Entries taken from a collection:

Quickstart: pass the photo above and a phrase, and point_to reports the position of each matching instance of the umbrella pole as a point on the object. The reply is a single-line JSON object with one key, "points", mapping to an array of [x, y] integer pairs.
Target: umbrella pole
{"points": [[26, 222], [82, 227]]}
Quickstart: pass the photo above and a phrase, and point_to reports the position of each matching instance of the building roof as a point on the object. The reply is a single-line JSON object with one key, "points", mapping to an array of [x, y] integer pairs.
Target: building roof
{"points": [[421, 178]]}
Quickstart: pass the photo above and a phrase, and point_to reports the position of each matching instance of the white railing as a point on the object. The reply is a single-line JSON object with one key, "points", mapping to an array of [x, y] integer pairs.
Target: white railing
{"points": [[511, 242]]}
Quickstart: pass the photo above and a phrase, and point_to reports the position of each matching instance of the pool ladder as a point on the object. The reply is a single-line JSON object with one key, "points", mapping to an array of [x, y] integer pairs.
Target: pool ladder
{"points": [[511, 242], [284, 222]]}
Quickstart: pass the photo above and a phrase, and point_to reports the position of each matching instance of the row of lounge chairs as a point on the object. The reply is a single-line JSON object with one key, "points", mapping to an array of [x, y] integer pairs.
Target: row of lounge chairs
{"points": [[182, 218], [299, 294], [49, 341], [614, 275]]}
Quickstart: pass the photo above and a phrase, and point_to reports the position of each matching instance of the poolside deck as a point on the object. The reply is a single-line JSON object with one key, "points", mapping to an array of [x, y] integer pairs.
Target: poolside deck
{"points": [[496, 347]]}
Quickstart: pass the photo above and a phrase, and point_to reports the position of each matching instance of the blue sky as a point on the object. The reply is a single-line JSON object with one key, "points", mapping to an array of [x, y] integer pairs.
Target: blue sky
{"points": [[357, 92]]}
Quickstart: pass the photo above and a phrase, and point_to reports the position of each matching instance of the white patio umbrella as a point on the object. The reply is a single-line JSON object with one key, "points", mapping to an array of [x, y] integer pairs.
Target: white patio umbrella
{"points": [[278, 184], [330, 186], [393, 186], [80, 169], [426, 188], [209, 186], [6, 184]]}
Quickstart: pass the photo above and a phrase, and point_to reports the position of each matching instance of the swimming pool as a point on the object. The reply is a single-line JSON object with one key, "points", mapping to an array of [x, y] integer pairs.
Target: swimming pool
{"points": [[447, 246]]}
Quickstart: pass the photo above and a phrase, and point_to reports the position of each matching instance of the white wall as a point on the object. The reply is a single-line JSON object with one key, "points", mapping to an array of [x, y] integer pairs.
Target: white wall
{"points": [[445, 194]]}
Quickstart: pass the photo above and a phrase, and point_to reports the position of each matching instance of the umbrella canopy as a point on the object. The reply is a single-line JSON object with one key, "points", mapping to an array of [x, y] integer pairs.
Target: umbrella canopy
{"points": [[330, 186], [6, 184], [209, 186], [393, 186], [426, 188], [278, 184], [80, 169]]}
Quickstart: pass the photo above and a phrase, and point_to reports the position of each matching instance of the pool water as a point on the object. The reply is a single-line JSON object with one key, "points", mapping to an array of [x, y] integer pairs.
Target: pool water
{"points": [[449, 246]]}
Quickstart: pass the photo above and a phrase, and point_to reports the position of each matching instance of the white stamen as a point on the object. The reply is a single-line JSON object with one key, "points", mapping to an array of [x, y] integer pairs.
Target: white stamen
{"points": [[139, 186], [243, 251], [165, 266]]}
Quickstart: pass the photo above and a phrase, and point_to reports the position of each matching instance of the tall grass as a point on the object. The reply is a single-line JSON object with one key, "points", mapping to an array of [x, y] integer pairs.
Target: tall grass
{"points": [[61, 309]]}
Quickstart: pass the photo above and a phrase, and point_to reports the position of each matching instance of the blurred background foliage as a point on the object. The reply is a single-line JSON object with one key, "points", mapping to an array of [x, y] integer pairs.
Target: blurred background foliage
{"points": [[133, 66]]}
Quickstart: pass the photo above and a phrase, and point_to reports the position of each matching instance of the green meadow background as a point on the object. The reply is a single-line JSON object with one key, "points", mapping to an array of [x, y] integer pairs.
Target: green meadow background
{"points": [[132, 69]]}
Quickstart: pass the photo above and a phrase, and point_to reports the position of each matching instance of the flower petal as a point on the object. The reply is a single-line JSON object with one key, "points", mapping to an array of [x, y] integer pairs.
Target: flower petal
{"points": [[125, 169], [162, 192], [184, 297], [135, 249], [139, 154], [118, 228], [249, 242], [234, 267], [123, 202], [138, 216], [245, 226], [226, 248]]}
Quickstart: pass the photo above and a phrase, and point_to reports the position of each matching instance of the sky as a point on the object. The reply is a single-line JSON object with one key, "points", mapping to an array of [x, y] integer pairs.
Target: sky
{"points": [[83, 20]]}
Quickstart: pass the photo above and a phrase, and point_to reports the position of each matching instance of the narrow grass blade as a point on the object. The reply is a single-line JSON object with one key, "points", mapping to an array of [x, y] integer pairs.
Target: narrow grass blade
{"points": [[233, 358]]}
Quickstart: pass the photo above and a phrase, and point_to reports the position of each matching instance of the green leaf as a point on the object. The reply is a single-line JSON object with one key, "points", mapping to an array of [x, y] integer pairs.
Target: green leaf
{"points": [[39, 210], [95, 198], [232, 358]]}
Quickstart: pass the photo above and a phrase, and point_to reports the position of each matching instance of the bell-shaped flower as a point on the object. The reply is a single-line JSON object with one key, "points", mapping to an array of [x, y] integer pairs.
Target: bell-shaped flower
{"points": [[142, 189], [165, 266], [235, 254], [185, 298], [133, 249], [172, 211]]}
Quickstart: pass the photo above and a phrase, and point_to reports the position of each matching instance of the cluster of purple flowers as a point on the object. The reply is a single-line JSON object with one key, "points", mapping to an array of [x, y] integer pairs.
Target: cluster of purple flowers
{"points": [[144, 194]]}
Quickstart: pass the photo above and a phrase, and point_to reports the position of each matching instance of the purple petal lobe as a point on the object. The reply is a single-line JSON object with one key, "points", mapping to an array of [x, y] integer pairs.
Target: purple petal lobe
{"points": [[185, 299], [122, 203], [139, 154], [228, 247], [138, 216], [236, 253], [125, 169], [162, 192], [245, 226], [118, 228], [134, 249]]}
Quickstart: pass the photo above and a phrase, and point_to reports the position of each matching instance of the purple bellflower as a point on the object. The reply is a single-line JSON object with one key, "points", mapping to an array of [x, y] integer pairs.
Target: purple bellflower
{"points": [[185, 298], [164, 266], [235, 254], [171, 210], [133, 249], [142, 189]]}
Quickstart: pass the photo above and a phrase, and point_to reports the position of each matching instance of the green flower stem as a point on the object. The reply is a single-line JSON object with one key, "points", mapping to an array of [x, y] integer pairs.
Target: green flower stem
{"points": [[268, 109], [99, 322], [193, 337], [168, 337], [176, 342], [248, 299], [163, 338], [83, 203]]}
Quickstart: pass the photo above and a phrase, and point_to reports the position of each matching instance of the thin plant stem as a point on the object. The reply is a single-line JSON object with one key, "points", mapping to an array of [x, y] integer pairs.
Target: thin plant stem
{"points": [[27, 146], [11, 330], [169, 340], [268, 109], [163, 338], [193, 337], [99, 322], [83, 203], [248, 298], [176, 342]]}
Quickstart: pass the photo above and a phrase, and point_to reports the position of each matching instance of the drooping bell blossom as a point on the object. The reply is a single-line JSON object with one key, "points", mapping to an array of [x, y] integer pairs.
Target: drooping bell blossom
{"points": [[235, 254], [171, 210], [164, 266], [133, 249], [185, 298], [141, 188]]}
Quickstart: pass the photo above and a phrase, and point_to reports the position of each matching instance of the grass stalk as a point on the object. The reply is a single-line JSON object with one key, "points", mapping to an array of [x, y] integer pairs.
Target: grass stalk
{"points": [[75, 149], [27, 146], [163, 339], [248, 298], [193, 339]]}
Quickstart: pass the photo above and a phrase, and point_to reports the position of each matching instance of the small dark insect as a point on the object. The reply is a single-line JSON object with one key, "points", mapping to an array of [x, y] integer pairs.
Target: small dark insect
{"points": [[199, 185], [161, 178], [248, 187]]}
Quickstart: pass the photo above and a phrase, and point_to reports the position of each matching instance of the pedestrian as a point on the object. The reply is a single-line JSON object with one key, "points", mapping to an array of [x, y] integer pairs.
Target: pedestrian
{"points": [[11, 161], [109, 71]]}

WHAT IS EXPECTED:
Copy out the material word for word, starting at the line that contains "of the grass" and continuing through the end of the material.

SOLUTION TO THE PROBLEM:
Quickstart: pass the photo above and a phrase, and point_to reports the position of each matching instance of the grass stalk as a point on the object. The reply is a single-line JSON object with one key, "points", mapping to an array of [x, y] integer pairs.
Target: grass stalk
{"points": [[75, 149], [27, 146], [163, 339], [248, 298], [193, 339]]}
Quickstart: pass the photo above and a phrase, and point_to reports the position of each matching instance of the small dark insect as a point on the object. The reply is a single-line JSON object with one key, "points", mapping to an array of [x, y] integer pairs.
Target: small dark insect
{"points": [[199, 185], [161, 178], [248, 187]]}
Quickstart: pass the photo above and a phrase, and point_to reports the position of each matching instance of the pedestrian as a point on the object. The reply is a single-line JSON object with one key, "points", mapping to an array of [x, y] integer pairs.
Target: pedestrian
{"points": [[11, 161], [109, 71]]}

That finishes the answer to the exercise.